Ask HN: Good resources about legacy code?

56 pointsASVBPREAUBV8y ago38 comments

Hello HN: I got offered my first consultant job for a company with a really old&bad (no documentation, spaghetti, monolithic...) PHP codebase. Most parts of the codebase is working fine in production but some parts have to be replaced. Can you recommend any good books/papers/websites on how to get started? i don't need language-specific material. i need methodic/abstract advise.

38 comments

wirthjason8y ago

I sencond Working With Legacy Code. A lot of advice comes down to writing tests so you don’t break existing functionality. You should write a lot of tests, particularly high level stuff that tests the entire system because with tightly coupled systems you’ll modify part A but part Q will break. Integration level tests help find this stuff out.

You have two problems on your hand. One is understanding what the code is doing from a technical perspective but another is understanding the business rules.

If you haven’t already, get a high level view of the system. Maybe it can be divided into 4 chunks, and chunk 1 can be broken down into 8 components, etc. Then start documenting the different components in the codebase. Try to understand what the different components do — how are they called, what’s the input, output, do they mutate objects, etc.

Once you have a road map you search for “seams” where you can break things apart. Maybe component A, B and C are tightly coupled, but you can split A into two parts — A1 and A2 — and write something that encapsulates all of them (A1, A2, B, C) pinto a cleaner interface. Try to write wrappers that use existing code, then you can have higher confidence that behavior isn’t changing. If you rewrite low level components there’s no telling what the side effects may be.

Lastly, learn the language well. I work on a similar code base but it’s in Python. Knowing “advanced” features of the language has helped. Often a lot of boiler plate code can be eliminated by an advanced language feature. By knowing the “seams” of the system and the language you can bend the system to your will.

matt_the_bass8y ago

Can you share a python example of replacing boilerplate code with advanced features?

auxym8y ago

Context handlers come to mind and can often save a lot of error handling code.

maxxxxx8y ago

I have learned that it's good to approach something like this with a level of humility. What looks like a big pile of spaghetti code may actually have a structure, just not one you may like. I often think "How stupid can these people be?" only to learn later that they actually had a reasonable design. It pays to take the time to understand the code.

Otherwise I'd try to refactor the code into testable modules as much as possible. Unfortunately PHP is not on your side when it comes to refactoring. Especially in the older version people used a lot of "tricks" that make refactoring hard.

yarinr8y ago

"Working Effectively with Legacy Code" is a classic read. It dates back to 2004 but the techniques are still relevant.

mirceal8y ago

It’s on my list of books that every developer should read.

djuralfc8y ago

What's the rest of that list?
● ● ●
• **GIVEN INSTRUCTION 1**:
Decide whether each statement agrees with the legacy code thread above: (a) the original poster says the old codebase is completely broken in production, (b) one reply says "Working Effectively with Legacy Code" dates back to 2004, and (c) the commenter who works on a similar code base says that code base is written in PHP. Answer yes or no for each, and quote the deciding words from the thread.
• **GIVEN INSTRUCTION 2**:
List every username that appears at the head of a reply in the legacy code thread above.
• **GIVEN INSTRUCTION 3**:
Write out, word for word, the part of the legacy code thread above that opens with the words containing "Otherwise I'd try" and closes with "of that list?".
● ● ●
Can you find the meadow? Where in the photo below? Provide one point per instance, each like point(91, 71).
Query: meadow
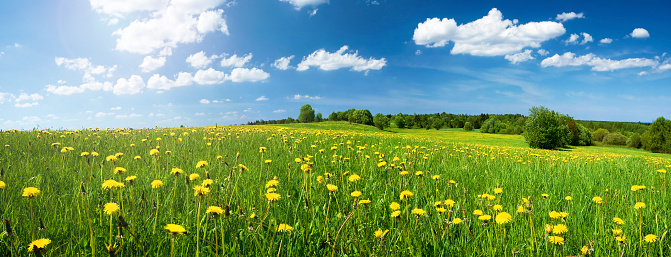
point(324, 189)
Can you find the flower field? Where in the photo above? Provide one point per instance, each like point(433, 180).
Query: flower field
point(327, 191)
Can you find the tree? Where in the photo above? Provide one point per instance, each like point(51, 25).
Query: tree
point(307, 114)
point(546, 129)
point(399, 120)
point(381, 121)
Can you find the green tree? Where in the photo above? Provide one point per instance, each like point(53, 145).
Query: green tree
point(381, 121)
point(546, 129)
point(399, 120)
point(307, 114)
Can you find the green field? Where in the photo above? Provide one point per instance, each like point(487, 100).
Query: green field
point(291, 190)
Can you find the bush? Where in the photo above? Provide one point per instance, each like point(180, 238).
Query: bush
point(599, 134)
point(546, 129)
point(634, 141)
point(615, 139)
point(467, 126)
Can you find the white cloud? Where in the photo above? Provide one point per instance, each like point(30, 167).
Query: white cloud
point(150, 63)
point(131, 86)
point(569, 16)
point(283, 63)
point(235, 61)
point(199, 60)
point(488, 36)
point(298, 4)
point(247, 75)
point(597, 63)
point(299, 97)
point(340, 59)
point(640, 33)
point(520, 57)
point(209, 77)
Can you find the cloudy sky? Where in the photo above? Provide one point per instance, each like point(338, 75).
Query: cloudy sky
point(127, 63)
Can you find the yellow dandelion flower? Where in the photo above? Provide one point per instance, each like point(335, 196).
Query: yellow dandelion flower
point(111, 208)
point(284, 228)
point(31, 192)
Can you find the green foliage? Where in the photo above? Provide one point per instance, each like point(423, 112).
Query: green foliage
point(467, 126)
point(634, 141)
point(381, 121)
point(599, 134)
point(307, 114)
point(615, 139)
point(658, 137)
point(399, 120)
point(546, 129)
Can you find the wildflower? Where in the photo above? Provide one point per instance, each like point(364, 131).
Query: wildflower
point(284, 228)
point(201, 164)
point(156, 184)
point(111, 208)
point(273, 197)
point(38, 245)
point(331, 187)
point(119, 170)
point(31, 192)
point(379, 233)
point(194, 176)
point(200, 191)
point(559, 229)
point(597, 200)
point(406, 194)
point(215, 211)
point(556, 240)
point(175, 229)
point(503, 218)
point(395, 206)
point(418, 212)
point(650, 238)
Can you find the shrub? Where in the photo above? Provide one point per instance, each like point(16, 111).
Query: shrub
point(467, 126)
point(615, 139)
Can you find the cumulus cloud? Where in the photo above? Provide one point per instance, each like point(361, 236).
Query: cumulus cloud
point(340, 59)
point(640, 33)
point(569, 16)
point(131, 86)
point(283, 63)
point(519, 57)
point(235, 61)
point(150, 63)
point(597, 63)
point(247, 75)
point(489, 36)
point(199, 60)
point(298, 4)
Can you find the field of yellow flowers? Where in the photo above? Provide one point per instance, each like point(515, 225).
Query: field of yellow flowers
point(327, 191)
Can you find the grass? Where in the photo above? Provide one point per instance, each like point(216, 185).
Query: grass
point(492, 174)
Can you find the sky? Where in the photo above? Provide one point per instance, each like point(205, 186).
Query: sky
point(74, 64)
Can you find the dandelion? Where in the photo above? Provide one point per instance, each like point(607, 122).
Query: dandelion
● ● ●
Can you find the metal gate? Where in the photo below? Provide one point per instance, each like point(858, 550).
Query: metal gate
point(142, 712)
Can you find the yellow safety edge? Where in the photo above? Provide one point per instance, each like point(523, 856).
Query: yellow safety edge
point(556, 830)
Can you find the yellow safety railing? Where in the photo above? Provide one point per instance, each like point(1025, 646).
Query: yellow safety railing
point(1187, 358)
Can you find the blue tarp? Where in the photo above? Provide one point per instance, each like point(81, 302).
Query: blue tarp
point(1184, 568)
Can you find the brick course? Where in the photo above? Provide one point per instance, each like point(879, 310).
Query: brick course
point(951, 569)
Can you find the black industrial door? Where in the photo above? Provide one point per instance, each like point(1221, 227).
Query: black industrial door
● ● ●
• **TASK RESPONSE 1**:
(a) No: "Most parts of the codebase is working fine in production but some parts have to be replaced."
(b) Yes: "It dates back to 2004 but the techniques are still relevant."
(c) No: "I work on a similar code base but it’s in Python."

• **TASK RESPONSE 2**:
wirthjason, matt_the_bass, auxym, maxxxxx, yarinr, mirceal, djuralfc

• **TASK RESPONSE 3**:
Otherwise I'd try to refactor the code into testable modules as much as possible. Unfortunately PHP is not on your side when it comes to refactoring. Especially in the older version people used a lot of "tricks" that make refactoring hard.

yarinr8y ago

"Working Effectively with Legacy Code" is a classic read. It dates back to 2004 but the techniques are still relevant.

mirceal8y ago

It’s on my list of books that every developer should read.

djuralfc8y ago

What's the rest of that list?